## EXERCISE
Pick out every line in the rows below that contains the word "asparagus", and copy each one.

[Annotated coordinate records]
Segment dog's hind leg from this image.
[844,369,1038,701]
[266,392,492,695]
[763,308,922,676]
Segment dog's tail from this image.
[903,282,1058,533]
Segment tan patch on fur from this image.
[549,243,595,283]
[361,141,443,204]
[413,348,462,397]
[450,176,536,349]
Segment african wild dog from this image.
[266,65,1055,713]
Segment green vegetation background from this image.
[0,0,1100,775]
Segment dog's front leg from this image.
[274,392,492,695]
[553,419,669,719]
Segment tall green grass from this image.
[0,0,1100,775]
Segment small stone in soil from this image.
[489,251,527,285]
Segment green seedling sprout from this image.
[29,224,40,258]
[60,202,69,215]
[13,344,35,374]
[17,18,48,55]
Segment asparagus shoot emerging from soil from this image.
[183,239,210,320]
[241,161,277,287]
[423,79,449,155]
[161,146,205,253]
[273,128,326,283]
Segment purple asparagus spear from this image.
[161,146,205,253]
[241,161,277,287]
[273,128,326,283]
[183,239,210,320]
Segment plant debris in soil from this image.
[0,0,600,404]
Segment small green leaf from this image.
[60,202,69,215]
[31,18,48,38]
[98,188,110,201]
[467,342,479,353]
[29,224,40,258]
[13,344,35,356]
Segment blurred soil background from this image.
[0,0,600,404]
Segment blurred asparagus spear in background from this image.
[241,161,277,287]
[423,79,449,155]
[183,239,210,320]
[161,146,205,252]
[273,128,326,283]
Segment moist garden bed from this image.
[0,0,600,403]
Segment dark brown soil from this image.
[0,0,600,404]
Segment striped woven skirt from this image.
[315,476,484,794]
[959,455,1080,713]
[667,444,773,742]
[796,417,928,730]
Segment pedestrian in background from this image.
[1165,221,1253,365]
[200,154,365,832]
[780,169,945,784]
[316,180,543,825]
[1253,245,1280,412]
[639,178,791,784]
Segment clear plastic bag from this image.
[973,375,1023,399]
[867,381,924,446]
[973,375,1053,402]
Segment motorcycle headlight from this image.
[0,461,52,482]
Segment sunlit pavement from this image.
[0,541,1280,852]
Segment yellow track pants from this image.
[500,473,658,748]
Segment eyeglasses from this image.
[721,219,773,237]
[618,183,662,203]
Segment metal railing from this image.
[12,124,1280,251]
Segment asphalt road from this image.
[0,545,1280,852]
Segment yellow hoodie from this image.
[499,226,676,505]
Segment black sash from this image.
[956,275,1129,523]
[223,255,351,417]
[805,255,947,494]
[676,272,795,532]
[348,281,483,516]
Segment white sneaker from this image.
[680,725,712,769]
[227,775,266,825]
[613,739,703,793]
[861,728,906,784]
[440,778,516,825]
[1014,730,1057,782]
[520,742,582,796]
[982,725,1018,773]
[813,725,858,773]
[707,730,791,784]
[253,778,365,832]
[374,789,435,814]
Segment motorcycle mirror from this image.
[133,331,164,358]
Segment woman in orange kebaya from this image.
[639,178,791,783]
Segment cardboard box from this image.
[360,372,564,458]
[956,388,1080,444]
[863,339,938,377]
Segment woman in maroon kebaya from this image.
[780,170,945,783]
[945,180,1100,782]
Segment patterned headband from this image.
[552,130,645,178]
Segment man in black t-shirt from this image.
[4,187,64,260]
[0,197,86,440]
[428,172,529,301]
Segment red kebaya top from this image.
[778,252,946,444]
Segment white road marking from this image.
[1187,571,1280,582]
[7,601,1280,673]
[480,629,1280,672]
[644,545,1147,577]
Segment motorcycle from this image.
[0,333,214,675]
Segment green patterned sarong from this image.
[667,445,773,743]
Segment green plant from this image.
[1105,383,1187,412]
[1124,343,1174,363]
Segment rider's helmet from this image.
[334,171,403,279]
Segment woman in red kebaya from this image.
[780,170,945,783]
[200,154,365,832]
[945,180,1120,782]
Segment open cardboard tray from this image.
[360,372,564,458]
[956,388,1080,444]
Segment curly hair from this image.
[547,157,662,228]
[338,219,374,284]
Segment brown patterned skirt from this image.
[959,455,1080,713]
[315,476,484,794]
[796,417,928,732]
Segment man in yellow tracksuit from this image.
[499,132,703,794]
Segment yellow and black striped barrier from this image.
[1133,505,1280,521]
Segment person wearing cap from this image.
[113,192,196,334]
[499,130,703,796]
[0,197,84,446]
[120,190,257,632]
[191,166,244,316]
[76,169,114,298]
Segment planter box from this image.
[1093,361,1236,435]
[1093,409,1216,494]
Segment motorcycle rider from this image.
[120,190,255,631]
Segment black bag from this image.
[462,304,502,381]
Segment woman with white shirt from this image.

## RESULT OF THIS TASK
Segment asparagus shoot emerging from soil from this image.
Segment purple asparagus spear from this image.
Segment blurred asparagus spear in background from this image.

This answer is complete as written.